__To-do item__: Restate the whole listing exactly, leaving nothing out.

** Opening Excerpted data block **

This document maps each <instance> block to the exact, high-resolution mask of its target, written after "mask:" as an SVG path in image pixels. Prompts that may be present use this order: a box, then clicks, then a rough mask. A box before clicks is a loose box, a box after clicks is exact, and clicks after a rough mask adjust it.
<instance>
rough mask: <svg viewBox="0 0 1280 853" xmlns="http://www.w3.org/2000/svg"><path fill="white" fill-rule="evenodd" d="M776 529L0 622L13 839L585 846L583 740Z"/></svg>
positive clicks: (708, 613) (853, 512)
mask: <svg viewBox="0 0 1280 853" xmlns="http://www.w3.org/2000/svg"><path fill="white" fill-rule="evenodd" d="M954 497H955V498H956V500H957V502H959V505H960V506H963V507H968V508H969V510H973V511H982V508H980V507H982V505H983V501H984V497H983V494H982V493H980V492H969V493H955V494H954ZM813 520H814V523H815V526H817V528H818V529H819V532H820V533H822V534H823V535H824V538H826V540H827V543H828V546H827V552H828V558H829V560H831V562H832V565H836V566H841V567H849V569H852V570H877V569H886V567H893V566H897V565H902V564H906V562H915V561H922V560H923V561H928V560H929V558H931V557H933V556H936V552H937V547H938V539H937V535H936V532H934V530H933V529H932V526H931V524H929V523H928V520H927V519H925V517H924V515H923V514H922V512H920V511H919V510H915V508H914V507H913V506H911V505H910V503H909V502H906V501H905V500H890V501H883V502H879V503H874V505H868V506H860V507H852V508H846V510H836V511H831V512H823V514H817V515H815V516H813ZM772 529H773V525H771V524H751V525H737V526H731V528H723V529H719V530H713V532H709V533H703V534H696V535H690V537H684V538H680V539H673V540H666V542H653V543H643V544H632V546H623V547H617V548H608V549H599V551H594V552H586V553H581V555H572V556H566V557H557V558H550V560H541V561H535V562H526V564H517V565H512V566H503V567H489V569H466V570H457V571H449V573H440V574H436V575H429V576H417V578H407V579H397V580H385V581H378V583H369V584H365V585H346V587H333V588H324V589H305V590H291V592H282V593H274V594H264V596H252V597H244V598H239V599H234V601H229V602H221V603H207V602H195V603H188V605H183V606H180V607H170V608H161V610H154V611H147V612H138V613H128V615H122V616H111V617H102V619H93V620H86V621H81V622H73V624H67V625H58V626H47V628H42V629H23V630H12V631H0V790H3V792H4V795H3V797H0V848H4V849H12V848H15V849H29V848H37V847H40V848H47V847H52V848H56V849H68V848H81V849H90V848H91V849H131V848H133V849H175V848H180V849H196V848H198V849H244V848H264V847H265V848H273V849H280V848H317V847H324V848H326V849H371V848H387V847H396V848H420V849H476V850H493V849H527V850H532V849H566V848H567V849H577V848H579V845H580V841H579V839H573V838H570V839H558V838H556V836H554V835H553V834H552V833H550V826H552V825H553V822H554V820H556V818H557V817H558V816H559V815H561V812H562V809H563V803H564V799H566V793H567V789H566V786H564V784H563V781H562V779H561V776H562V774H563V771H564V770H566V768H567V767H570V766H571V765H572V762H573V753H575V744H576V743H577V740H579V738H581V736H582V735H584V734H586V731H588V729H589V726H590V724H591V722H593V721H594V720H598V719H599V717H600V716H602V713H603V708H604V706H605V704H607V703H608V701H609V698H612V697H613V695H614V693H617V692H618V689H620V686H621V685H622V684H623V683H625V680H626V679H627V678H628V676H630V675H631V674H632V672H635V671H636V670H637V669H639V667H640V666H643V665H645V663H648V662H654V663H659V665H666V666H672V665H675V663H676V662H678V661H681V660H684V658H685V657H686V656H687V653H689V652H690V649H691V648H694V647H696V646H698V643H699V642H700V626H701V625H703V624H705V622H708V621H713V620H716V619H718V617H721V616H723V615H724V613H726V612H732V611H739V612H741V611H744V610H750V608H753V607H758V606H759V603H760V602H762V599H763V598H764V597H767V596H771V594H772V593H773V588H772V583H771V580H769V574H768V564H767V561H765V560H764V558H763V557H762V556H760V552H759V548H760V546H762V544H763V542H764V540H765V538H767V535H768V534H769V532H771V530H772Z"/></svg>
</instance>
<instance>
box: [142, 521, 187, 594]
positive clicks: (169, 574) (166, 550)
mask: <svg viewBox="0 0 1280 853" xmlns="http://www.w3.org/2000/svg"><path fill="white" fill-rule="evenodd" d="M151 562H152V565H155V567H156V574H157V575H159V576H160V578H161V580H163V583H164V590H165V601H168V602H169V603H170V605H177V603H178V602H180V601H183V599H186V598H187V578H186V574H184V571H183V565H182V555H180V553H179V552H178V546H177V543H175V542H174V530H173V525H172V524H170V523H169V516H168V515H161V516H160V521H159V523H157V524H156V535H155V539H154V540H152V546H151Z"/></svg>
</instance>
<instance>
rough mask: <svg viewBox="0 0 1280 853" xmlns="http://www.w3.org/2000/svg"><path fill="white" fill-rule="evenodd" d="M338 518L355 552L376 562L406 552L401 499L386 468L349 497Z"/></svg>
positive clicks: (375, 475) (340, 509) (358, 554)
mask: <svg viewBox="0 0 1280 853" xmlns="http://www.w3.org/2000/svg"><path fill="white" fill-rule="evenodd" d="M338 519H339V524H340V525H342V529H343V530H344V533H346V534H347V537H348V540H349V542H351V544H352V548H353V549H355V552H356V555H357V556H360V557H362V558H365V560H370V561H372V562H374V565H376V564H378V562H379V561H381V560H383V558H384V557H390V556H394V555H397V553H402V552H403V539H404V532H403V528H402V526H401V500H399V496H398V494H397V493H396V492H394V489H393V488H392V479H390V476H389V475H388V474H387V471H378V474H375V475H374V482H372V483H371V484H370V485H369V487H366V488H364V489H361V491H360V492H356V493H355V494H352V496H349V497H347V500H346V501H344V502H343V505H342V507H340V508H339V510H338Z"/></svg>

** Closing Excerpted data block **

__Answer to the exercise__:
This document maps each <instance> block to the exact, high-resolution mask of its target, written after "mask:" as an SVG path in image pixels. Prompts that may be present use this order: a box, then clicks, then a rough mask. A box before clicks is a loose box, a box after clicks is exact, and clicks after a rough mask adjust it.
<instance>
rough mask: <svg viewBox="0 0 1280 853" xmlns="http://www.w3.org/2000/svg"><path fill="white" fill-rule="evenodd" d="M776 529L0 622L13 839L585 846L583 740Z"/></svg>
positive clicks: (708, 613) (853, 512)
mask: <svg viewBox="0 0 1280 853" xmlns="http://www.w3.org/2000/svg"><path fill="white" fill-rule="evenodd" d="M954 497H955V498H956V500H957V502H959V505H960V506H963V507H968V508H969V510H973V511H982V508H980V507H982V505H983V501H984V497H983V494H982V493H980V492H969V493H955V494H954ZM813 520H814V523H815V526H817V528H818V529H819V532H820V533H822V534H823V535H824V538H826V540H827V543H828V546H827V552H828V558H829V560H831V562H832V565H836V566H841V567H849V569H852V570H877V569H886V567H893V566H897V565H902V564H906V562H915V561H922V560H923V561H928V560H929V558H931V557H933V556H936V552H937V547H938V539H937V535H936V532H934V530H933V529H932V526H931V524H929V523H928V520H927V519H925V517H924V515H923V514H922V512H920V511H919V510H915V508H914V507H913V506H911V505H910V503H909V502H906V501H905V500H890V501H883V502H879V503H874V505H868V506H860V507H852V508H846V510H836V511H831V512H823V514H817V515H815V516H813ZM772 529H773V525H771V524H751V525H737V526H731V528H723V529H719V530H713V532H709V533H703V534H696V535H690V537H684V538H680V539H673V540H666V542H653V543H643V544H632V546H623V547H617V548H608V549H599V551H594V552H586V553H581V555H572V556H566V557H557V558H550V560H541V561H535V562H526V564H517V565H512V566H503V567H489V569H466V570H457V571H449V573H440V574H436V575H429V576H417V578H407V579H397V580H385V581H378V583H369V584H365V585H346V587H333V588H324V589H305V590H291V592H282V593H274V594H264V596H252V597H244V598H239V599H234V601H229V602H221V603H207V602H195V603H188V605H183V606H180V607H170V608H161V610H154V611H147V612H138V613H128V615H122V616H111V617H102V619H93V620H86V621H81V622H73V624H67V625H58V626H47V628H42V629H23V630H12V631H0V790H3V792H4V795H3V797H0V848H4V849H12V848H15V849H29V848H37V847H40V848H47V847H52V848H56V849H68V848H81V849H90V848H91V849H131V848H133V849H175V848H180V849H196V848H198V849H244V848H264V847H265V848H273V849H280V848H317V847H324V848H326V849H371V848H387V847H396V848H420V849H476V850H493V849H527V850H532V849H566V848H567V849H577V848H579V845H580V841H579V839H573V838H570V839H558V838H556V836H554V835H553V834H552V833H550V826H552V825H553V822H554V820H556V818H557V817H558V816H559V815H561V812H562V809H563V803H564V799H566V793H567V789H566V786H564V784H563V781H562V779H561V776H562V774H563V771H564V770H566V768H567V767H570V766H571V765H572V762H573V753H575V744H576V743H577V740H579V738H581V736H582V735H584V734H586V731H588V729H589V726H590V724H591V722H593V721H594V720H598V719H599V717H600V716H602V713H603V708H604V706H605V704H607V703H608V701H609V698H612V697H613V695H614V693H617V692H618V689H620V686H621V685H622V684H623V683H625V680H626V679H627V678H628V676H630V675H631V674H632V672H635V671H636V670H637V669H639V667H640V666H643V665H645V663H648V662H654V663H659V665H666V666H672V665H675V663H676V662H678V661H681V660H684V658H685V657H686V656H687V653H689V652H690V649H691V648H694V647H696V646H698V643H699V642H700V626H701V625H703V624H705V622H708V621H713V620H716V619H718V617H721V616H723V615H724V613H726V612H732V611H739V612H741V611H744V610H750V608H753V607H758V606H759V603H760V602H762V599H763V598H764V597H767V596H771V594H772V593H773V588H772V583H771V580H769V574H768V564H767V561H765V560H764V558H763V557H762V556H760V552H759V548H760V546H762V544H763V542H764V540H765V538H767V535H768V534H769V532H771V530H772Z"/></svg>
</instance>
<instance>
box: [142, 521, 187, 594]
positive clicks: (169, 574) (166, 550)
mask: <svg viewBox="0 0 1280 853" xmlns="http://www.w3.org/2000/svg"><path fill="white" fill-rule="evenodd" d="M151 562H152V565H155V567H156V574H157V575H159V576H160V578H161V580H163V583H164V590H165V601H168V602H169V603H170V605H177V603H178V602H180V601H183V599H186V598H187V578H186V574H184V571H183V565H182V555H180V553H179V552H178V546H177V543H175V542H174V530H173V525H172V524H170V523H169V516H168V515H161V516H160V521H159V523H157V524H156V535H155V539H154V540H152V546H151Z"/></svg>
</instance>
<instance>
rough mask: <svg viewBox="0 0 1280 853" xmlns="http://www.w3.org/2000/svg"><path fill="white" fill-rule="evenodd" d="M338 518L355 552L376 562L406 552L401 499L386 468L349 497Z"/></svg>
positive clicks: (375, 475) (340, 509) (358, 554)
mask: <svg viewBox="0 0 1280 853" xmlns="http://www.w3.org/2000/svg"><path fill="white" fill-rule="evenodd" d="M338 519H339V524H340V525H342V529H343V530H344V533H346V534H347V537H348V540H349V542H351V544H352V548H353V549H355V552H356V555H357V556H360V557H362V558H365V560H370V561H372V562H374V565H376V564H378V562H379V561H381V560H383V558H384V557H390V556H394V555H397V553H402V552H403V539H404V532H403V528H402V526H401V500H399V496H398V494H397V493H396V492H394V489H393V488H392V479H390V476H389V475H388V474H387V471H378V474H375V475H374V482H372V483H371V484H370V485H369V487H366V488H364V489H361V491H360V492H356V493H355V494H352V496H349V497H347V500H346V501H344V502H343V505H342V507H340V508H339V510H338Z"/></svg>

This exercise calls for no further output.